[Point labeling examples]
- - - - -

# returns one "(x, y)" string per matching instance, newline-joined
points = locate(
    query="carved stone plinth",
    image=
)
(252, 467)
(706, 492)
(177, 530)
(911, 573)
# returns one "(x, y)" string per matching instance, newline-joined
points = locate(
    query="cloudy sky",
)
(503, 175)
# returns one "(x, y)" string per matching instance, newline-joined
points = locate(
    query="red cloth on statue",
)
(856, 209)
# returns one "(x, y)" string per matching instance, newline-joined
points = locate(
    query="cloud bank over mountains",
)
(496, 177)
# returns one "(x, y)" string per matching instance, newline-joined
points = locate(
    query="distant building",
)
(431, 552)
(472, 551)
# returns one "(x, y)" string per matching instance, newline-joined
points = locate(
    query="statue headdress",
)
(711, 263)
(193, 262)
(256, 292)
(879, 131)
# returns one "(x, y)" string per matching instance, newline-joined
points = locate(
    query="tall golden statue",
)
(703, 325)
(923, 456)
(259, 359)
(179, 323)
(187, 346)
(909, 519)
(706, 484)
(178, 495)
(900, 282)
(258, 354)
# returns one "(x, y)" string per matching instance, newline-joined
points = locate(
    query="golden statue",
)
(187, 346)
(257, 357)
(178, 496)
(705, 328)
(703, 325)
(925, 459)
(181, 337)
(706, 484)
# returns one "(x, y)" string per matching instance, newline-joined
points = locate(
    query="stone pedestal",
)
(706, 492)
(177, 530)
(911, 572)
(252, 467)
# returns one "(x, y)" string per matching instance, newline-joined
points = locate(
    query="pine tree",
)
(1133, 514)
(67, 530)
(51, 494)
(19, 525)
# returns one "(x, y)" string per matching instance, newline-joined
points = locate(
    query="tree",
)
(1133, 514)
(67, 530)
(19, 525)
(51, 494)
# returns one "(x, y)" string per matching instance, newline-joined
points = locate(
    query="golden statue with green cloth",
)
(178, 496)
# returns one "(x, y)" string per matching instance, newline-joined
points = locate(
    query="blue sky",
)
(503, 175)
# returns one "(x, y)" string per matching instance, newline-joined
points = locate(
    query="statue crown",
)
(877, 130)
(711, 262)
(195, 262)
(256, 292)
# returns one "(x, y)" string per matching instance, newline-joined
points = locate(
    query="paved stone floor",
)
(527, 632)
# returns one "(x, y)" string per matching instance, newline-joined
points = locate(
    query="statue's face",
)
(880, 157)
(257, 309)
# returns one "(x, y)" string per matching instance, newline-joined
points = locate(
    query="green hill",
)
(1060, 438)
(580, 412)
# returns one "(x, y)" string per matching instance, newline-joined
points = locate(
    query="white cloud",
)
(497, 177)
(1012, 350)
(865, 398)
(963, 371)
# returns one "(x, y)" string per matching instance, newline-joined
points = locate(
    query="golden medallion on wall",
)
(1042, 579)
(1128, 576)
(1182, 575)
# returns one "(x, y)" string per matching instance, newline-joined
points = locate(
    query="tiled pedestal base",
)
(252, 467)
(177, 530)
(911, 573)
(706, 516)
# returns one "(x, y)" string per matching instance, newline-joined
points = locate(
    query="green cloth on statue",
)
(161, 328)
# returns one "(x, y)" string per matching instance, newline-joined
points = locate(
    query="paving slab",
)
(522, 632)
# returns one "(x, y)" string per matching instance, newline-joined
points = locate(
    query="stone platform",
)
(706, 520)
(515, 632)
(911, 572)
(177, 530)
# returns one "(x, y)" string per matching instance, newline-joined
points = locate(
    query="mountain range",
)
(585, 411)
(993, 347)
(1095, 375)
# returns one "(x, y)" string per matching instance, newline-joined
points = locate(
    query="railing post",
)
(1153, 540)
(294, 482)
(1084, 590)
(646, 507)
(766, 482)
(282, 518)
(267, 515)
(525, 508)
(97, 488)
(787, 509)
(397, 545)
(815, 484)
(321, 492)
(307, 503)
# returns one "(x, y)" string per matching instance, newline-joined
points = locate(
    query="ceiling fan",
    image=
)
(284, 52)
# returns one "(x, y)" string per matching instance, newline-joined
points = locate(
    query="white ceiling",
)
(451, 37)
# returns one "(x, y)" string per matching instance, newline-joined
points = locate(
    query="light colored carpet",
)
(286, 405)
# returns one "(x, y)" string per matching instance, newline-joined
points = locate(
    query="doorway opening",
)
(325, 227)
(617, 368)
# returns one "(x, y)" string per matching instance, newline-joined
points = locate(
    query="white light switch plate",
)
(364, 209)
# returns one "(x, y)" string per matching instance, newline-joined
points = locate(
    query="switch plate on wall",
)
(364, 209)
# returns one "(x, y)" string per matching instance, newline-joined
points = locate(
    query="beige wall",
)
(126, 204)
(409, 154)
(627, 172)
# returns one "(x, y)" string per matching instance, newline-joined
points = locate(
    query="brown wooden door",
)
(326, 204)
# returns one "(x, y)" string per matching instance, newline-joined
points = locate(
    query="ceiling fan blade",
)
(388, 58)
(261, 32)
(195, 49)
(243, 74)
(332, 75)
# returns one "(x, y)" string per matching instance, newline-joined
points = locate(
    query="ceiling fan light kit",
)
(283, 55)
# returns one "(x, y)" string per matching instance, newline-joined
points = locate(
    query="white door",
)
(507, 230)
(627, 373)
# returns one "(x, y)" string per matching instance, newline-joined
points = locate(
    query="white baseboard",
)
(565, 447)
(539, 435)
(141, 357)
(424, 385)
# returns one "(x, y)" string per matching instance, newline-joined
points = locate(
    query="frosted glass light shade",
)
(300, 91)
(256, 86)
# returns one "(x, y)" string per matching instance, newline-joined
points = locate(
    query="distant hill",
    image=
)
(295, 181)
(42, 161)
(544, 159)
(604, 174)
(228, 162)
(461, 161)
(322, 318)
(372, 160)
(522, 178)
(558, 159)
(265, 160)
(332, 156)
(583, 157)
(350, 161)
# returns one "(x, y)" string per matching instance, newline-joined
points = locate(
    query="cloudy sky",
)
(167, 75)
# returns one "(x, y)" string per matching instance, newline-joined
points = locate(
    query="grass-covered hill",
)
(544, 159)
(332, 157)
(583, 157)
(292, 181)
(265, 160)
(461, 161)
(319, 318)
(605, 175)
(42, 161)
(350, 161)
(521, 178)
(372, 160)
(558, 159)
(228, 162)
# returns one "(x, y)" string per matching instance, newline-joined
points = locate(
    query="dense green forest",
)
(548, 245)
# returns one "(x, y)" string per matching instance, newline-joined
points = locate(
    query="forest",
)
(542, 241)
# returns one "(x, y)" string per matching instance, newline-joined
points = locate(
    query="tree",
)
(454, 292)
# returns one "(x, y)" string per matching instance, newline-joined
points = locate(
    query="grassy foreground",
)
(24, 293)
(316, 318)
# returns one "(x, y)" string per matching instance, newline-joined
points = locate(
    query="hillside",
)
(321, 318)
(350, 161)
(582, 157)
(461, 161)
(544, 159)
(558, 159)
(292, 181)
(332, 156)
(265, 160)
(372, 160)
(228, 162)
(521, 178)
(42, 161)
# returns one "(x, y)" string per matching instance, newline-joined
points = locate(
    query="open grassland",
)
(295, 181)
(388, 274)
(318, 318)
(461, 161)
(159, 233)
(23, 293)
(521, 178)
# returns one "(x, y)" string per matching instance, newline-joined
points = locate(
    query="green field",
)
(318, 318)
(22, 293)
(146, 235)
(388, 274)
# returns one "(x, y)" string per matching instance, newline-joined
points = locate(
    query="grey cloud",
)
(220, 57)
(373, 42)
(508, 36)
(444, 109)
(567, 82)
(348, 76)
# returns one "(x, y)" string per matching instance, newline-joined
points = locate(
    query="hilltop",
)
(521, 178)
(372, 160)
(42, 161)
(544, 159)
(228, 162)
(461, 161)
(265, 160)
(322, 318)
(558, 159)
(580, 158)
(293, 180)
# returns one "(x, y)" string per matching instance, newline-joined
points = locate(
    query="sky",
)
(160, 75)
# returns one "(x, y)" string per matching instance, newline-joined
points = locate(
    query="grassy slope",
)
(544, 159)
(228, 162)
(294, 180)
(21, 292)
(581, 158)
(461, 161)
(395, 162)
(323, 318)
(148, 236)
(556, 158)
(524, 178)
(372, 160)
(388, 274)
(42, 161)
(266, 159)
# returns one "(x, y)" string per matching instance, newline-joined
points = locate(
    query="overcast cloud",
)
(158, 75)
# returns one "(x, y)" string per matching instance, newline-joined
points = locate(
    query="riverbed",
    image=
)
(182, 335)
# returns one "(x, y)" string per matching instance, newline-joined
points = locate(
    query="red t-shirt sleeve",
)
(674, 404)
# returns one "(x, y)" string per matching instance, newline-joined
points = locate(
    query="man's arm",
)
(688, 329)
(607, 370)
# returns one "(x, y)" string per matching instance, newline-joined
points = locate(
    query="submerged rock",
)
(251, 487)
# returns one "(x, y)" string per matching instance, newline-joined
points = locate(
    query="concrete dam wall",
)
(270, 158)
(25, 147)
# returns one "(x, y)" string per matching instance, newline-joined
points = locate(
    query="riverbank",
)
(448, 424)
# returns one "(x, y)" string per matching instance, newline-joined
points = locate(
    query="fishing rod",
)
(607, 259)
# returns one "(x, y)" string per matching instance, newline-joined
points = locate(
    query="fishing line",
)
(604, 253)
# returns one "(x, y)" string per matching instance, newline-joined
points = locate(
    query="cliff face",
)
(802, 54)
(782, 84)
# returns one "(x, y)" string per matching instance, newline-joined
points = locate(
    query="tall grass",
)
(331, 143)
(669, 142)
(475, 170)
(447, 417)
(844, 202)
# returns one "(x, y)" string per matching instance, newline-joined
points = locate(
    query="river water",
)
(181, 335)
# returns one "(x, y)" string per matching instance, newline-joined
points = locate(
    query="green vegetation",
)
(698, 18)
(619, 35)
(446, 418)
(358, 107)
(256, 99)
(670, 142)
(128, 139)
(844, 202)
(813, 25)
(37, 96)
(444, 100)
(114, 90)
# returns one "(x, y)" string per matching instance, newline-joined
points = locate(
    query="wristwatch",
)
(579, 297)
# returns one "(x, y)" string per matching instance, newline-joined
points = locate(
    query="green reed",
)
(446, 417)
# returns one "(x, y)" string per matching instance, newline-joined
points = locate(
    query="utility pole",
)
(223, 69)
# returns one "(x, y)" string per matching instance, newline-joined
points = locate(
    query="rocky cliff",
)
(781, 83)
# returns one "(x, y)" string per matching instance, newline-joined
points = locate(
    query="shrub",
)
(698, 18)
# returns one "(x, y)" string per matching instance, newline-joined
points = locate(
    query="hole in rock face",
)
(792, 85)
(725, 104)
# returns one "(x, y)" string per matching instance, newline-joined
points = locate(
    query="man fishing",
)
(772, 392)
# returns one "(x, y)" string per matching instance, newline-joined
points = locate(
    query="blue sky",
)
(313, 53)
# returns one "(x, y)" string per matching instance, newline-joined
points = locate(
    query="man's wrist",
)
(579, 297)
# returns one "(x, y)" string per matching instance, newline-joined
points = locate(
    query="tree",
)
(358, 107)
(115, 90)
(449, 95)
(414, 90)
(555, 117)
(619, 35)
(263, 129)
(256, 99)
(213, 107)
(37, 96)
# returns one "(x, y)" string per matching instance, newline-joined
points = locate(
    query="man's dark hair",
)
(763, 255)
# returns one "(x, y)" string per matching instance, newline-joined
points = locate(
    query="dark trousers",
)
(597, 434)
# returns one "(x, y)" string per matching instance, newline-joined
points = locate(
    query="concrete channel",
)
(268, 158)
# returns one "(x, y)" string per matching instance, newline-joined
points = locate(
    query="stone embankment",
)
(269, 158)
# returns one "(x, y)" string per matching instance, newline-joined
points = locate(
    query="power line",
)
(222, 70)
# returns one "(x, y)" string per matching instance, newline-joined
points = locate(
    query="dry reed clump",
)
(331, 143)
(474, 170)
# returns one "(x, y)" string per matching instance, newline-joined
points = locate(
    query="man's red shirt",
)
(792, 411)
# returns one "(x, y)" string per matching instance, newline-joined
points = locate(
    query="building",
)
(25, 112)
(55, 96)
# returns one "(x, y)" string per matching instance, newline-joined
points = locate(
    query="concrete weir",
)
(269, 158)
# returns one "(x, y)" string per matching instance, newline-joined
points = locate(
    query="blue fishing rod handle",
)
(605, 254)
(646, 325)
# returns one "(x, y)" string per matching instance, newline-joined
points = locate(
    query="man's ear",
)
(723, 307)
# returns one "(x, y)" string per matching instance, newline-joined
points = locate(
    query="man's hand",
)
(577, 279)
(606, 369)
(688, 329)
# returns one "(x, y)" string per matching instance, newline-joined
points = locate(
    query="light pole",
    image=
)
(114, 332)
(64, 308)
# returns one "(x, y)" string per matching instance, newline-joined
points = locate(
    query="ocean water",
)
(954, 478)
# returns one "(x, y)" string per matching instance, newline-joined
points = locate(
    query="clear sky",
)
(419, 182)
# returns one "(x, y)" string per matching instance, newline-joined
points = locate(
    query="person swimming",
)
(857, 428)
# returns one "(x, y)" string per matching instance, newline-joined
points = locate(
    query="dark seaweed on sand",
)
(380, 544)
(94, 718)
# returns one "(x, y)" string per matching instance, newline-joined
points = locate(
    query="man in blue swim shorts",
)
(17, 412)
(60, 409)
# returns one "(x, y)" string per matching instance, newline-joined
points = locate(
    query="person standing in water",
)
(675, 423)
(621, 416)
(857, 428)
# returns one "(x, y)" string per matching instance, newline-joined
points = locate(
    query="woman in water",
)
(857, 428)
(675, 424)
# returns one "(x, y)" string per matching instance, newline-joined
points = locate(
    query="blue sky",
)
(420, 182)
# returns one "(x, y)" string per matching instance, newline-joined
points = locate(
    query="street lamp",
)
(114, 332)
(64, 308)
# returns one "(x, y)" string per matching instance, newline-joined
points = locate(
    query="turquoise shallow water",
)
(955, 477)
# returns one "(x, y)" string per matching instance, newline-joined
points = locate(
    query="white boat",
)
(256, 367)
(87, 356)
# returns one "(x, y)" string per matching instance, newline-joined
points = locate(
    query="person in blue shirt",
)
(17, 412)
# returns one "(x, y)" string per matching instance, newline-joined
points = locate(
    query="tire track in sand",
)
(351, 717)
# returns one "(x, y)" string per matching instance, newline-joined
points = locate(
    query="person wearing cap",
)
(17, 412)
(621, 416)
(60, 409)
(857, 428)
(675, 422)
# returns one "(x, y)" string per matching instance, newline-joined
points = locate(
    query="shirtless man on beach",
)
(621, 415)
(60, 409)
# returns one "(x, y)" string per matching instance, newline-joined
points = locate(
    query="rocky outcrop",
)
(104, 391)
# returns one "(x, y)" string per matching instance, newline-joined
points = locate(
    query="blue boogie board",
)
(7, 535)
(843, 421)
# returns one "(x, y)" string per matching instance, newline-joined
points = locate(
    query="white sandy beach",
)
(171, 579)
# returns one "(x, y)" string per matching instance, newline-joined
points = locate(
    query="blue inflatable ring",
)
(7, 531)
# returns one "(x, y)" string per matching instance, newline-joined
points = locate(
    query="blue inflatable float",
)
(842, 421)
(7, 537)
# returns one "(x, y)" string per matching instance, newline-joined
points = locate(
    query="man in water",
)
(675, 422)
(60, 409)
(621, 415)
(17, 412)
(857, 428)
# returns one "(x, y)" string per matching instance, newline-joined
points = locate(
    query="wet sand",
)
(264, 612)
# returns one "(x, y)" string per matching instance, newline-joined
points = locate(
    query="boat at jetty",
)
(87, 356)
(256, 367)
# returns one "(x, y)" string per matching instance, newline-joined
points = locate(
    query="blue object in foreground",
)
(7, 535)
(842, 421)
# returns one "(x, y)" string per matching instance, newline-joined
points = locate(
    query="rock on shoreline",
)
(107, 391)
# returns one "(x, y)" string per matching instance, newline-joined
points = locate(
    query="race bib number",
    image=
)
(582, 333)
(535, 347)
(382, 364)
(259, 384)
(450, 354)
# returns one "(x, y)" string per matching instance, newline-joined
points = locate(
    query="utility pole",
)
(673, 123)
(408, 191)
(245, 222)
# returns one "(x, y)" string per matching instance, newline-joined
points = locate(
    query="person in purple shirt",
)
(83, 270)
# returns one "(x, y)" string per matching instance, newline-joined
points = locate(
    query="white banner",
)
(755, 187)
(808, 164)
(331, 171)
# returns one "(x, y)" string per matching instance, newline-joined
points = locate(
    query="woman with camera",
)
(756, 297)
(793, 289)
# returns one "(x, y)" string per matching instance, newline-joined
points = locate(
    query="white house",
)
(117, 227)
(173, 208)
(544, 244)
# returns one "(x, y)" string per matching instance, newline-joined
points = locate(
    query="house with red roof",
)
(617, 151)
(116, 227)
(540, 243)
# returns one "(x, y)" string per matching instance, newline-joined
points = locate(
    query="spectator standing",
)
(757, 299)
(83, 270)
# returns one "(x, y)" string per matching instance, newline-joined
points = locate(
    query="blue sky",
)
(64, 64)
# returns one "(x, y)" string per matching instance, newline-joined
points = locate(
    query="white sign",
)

- - - - -

:: WHAT YOU WILL DO ::
Extract every line of the material above that contains the string "blue", matching case exactly.

:: RESPONSE TO THIS TASK ::
    query="blue sky",
    query="blue sky",
    query="blue fishing rod handle",
    query="man in blue swim shorts",
    query="blue sky",
    query="person in blue shirt",
    query="blue boogie board",
    query="blue inflatable ring",
    query="blue inflatable float",
    query="blue object in foreground",
    query="blue sky",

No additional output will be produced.